Visite sentimentale chez Anni et Josef Albers
Nous avons demandé aux deux experts des Albers de nous raconter leurs œuvres préférées actuellement exposées à la Fondation Boghossian. Discussion intime avec Julia Garimorth, conservatrice en chef au Musée d’Art Moderne de Paris (MAM), et Edouard Detaille, secrétaire général de la Fondation Albers durant cinq ans. Qu’est-ce qui émeut les experts ?
- Publié le 15-04-2024 à 14h26
Les Albers sont à la Villa Empain ! “Le couple mythique du modernisme “prend possession des murs de la maison de l’avenue Roosevelt, et, par là, met à portée de main des Bruxellois un morceau fondamental de l’art du XXe siècle.
::::::::::
◆ **CONSIGNE 1**
Recopiez le passage du texte allant de « Visite sentimentale chez » jusqu'à « les experts ? », en remplaçant « conservatrice en chef » par « directrice ».
Le texte et les lignes ne proviennent pas de la même source.

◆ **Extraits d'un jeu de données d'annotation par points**
::::::::::
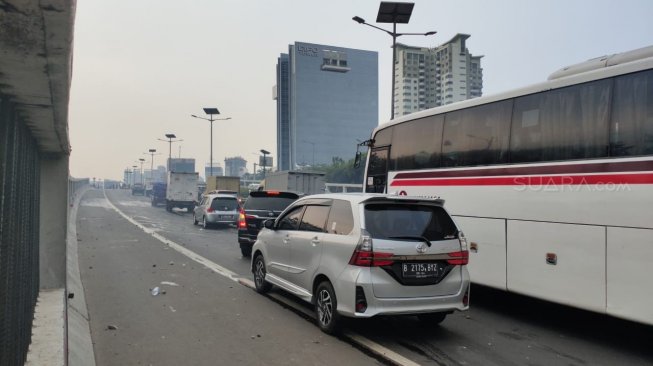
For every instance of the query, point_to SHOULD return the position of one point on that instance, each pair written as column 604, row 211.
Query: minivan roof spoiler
column 405, row 199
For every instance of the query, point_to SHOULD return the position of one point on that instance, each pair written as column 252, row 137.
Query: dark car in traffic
column 260, row 206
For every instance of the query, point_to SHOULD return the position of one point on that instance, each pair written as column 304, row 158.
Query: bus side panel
column 487, row 264
column 577, row 277
column 630, row 255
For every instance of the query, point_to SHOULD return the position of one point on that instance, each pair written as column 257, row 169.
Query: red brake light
column 370, row 259
column 365, row 256
column 459, row 258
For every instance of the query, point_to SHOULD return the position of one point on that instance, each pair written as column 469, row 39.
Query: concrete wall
column 53, row 221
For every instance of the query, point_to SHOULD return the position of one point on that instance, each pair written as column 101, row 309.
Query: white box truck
column 181, row 191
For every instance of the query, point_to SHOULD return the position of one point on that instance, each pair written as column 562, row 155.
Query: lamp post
column 170, row 137
column 264, row 152
column 211, row 112
column 142, row 161
column 134, row 174
column 151, row 152
column 393, row 12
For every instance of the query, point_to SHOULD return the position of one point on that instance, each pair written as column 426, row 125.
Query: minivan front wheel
column 261, row 285
column 326, row 307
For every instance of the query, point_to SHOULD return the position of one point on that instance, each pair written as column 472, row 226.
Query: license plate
column 421, row 270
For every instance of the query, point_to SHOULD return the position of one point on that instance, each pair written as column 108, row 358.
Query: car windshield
column 391, row 220
column 224, row 204
column 273, row 203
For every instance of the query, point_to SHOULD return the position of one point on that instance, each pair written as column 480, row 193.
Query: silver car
column 362, row 255
column 215, row 209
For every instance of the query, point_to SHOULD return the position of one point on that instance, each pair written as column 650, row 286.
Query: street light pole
column 151, row 152
column 264, row 152
column 142, row 161
column 393, row 12
column 211, row 112
column 134, row 174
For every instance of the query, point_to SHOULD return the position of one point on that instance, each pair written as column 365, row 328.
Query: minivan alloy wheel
column 259, row 275
column 326, row 307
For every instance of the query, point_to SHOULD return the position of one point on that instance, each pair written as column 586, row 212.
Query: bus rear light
column 460, row 258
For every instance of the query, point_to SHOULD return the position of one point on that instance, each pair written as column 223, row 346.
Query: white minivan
column 361, row 255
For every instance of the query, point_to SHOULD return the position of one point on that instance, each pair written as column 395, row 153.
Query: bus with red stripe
column 552, row 184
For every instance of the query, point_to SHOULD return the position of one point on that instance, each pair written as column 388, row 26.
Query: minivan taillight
column 460, row 258
column 241, row 220
column 365, row 256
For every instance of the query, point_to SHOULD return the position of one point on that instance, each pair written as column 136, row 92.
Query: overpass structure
column 36, row 41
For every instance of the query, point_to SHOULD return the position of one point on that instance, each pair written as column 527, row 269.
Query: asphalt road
column 220, row 316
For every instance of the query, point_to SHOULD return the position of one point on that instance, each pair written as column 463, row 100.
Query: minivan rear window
column 224, row 204
column 386, row 220
column 272, row 202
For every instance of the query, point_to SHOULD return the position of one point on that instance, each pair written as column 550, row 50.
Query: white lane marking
column 379, row 349
column 190, row 254
column 358, row 339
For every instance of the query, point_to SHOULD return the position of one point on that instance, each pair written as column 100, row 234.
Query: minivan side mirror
column 268, row 224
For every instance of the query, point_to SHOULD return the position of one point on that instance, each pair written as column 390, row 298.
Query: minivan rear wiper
column 409, row 237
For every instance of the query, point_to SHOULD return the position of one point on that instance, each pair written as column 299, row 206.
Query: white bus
column 552, row 184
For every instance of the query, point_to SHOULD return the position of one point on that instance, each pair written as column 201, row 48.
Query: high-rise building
column 431, row 77
column 327, row 99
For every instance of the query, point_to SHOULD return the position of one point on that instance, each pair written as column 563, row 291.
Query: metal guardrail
column 19, row 235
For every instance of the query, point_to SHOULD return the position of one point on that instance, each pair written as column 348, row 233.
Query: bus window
column 377, row 170
column 562, row 124
column 383, row 137
column 631, row 130
column 477, row 135
column 416, row 144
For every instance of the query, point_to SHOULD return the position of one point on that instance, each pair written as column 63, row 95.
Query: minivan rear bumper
column 394, row 306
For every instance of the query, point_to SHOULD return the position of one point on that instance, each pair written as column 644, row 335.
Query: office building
column 327, row 100
column 431, row 77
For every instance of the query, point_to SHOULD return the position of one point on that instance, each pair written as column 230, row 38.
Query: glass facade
column 327, row 99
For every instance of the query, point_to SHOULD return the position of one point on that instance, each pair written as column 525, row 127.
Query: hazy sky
column 142, row 67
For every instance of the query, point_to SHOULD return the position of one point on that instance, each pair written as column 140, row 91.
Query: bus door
column 377, row 170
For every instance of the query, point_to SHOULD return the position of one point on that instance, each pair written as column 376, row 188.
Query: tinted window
column 314, row 218
column 631, row 130
column 416, row 144
column 378, row 162
column 340, row 219
column 291, row 220
column 477, row 136
column 274, row 203
column 568, row 123
column 383, row 137
column 387, row 220
column 224, row 204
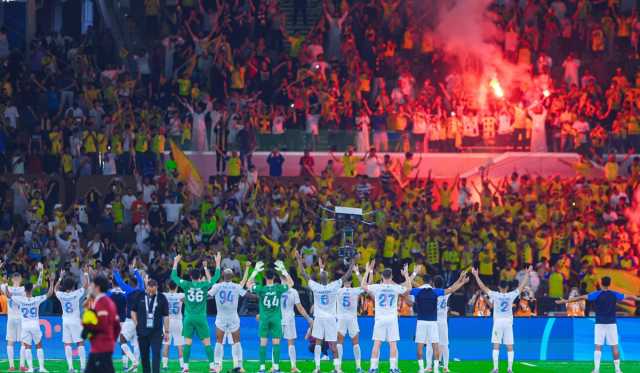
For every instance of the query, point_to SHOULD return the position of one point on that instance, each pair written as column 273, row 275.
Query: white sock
column 616, row 364
column 374, row 363
column 510, row 355
column 10, row 354
column 29, row 358
column 218, row 353
column 336, row 363
column 292, row 355
column 128, row 354
column 236, row 352
column 40, row 354
column 136, row 350
column 357, row 355
column 597, row 355
column 445, row 355
column 22, row 354
column 83, row 356
column 317, row 352
column 68, row 354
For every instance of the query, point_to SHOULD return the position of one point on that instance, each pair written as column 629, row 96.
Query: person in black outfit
column 150, row 313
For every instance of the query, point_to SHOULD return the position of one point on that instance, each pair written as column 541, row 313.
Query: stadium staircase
column 121, row 24
column 314, row 12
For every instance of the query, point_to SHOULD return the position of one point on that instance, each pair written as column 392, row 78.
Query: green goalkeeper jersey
column 195, row 293
column 269, row 298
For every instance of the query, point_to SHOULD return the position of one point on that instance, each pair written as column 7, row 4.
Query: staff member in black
column 150, row 313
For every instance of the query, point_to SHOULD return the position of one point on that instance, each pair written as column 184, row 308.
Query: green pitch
column 59, row 366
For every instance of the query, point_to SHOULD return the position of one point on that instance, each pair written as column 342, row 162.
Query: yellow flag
column 187, row 172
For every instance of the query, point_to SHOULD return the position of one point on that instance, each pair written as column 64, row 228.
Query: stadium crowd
column 223, row 73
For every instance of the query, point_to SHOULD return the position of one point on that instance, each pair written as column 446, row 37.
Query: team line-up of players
column 335, row 305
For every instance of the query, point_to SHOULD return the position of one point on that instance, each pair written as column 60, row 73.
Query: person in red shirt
column 102, row 326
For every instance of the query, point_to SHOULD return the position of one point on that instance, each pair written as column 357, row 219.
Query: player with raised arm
column 428, row 301
column 288, row 301
column 502, row 301
column 29, row 307
column 443, row 330
column 195, row 310
column 175, row 301
column 606, row 328
column 14, row 321
column 70, row 298
column 325, row 295
column 385, row 327
column 270, row 313
column 227, row 294
column 128, row 332
column 348, row 298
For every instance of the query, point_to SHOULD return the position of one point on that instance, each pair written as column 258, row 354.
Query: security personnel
column 150, row 313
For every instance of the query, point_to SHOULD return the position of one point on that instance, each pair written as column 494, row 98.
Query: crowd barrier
column 540, row 338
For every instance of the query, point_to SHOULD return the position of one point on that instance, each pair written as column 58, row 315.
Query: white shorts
column 427, row 332
column 228, row 325
column 348, row 326
column 325, row 328
column 502, row 332
column 31, row 334
column 71, row 331
column 443, row 332
column 386, row 330
column 128, row 330
column 606, row 334
column 14, row 329
column 175, row 333
column 289, row 329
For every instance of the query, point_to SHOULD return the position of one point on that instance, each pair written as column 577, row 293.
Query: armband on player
column 281, row 268
column 257, row 269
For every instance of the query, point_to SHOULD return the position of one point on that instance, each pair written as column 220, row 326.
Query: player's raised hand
column 218, row 259
column 176, row 260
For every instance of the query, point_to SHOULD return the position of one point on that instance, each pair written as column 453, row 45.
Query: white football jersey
column 386, row 299
column 227, row 295
column 29, row 309
column 175, row 304
column 348, row 301
column 443, row 307
column 14, row 311
column 70, row 302
column 324, row 298
column 288, row 301
column 503, row 304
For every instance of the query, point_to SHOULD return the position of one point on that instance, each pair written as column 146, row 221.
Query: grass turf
column 60, row 366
::::::::::
◆ **CONSIGNE 2**
Répétez à l'identique les lignes fournies, depuis le début de ces lignes jusqu'à celle qui contient « column 630, row 255 » incluse, en omettant les images.

◆ **RÉPONSE 1**
Visite sentimentale chez Anni et Josef Albers
Nous avons demandé aux deux experts des Albers de nous raconter leurs œuvres préférées actuellement exposées à la Fondation Boghossian. Discussion intime avec Julia Garimorth, directrice au Musée d’Art Moderne de Paris (MAM), et Edouard Detaille, secrétaire général de la Fondation Albers durant cinq ans. Qu’est-ce qui émeut les experts ?

◆ **RÉPONSE 2**
For every instance of the query, point_to SHOULD return the position of one point on that instance, each pair written as column 604, row 211.
Query: minivan roof spoiler
column 405, row 199
For every instance of the query, point_to SHOULD return the position of one point on that instance, each pair written as column 252, row 137.
Query: dark car in traffic
column 260, row 206
For every instance of the query, point_to SHOULD return the position of one point on that instance, each pair written as column 304, row 158.
Query: bus side panel
column 487, row 264
column 577, row 277
column 630, row 255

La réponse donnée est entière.